**INSTRUCTIONS FOR THE TASK:** Pick out and copy every line of the records below that contains the word "Need". Case counts.

***** AVAILABLE DATA

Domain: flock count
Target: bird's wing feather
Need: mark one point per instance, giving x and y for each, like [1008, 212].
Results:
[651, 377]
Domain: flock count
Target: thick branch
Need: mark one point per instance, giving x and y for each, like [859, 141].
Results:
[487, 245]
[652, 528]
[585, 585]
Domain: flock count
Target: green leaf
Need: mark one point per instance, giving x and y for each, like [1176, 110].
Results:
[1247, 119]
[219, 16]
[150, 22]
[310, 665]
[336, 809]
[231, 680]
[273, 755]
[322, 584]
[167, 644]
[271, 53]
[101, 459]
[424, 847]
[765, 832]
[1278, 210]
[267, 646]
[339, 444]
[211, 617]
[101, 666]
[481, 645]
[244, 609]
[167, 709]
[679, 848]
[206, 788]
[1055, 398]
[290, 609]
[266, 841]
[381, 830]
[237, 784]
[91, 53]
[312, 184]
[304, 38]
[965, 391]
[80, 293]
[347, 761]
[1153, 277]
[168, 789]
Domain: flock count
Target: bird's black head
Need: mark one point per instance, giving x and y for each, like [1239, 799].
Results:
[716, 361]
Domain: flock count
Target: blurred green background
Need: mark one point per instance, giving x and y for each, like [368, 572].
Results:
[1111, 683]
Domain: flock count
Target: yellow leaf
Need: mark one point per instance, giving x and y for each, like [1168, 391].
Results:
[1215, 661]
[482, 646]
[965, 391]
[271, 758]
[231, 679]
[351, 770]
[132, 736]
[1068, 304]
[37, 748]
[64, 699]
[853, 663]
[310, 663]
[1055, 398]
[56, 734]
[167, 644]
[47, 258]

**********
***** AVAILABLE DATA

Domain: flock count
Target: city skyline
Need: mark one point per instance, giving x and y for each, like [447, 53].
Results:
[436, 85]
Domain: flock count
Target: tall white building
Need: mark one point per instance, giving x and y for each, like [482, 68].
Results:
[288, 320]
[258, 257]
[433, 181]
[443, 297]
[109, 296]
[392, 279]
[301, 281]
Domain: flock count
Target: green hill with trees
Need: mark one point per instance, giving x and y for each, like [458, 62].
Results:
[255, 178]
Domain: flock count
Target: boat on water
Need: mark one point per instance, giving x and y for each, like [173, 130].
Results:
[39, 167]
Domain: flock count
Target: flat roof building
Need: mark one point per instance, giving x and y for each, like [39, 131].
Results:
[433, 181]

**********

**TASK SOLUTION:**
Need: mark one point per instance, giving x and y for each, like [1008, 212].
Need: mark one point per instance, giving x and y for each, like [859, 141].
Need: mark one point per instance, giving x and y for each, like [1176, 110].
Need: mark one point per instance, giving x and y for each, like [1239, 799].
Need: mark one point per instance, giving x and y for each, like [368, 572].
Need: mark one point per instance, giving x and y for each, like [1168, 391].
Need: mark one point per instance, giving x and y for each, like [447, 53].
Need: mark one point per instance, giving x and y for each, like [482, 68].
Need: mark one point per instance, giving x and y for each, like [458, 62].
Need: mark one point per instance, giving x and y for each, like [173, 130].
Need: mark one point per instance, giving x and y for each, like [39, 131].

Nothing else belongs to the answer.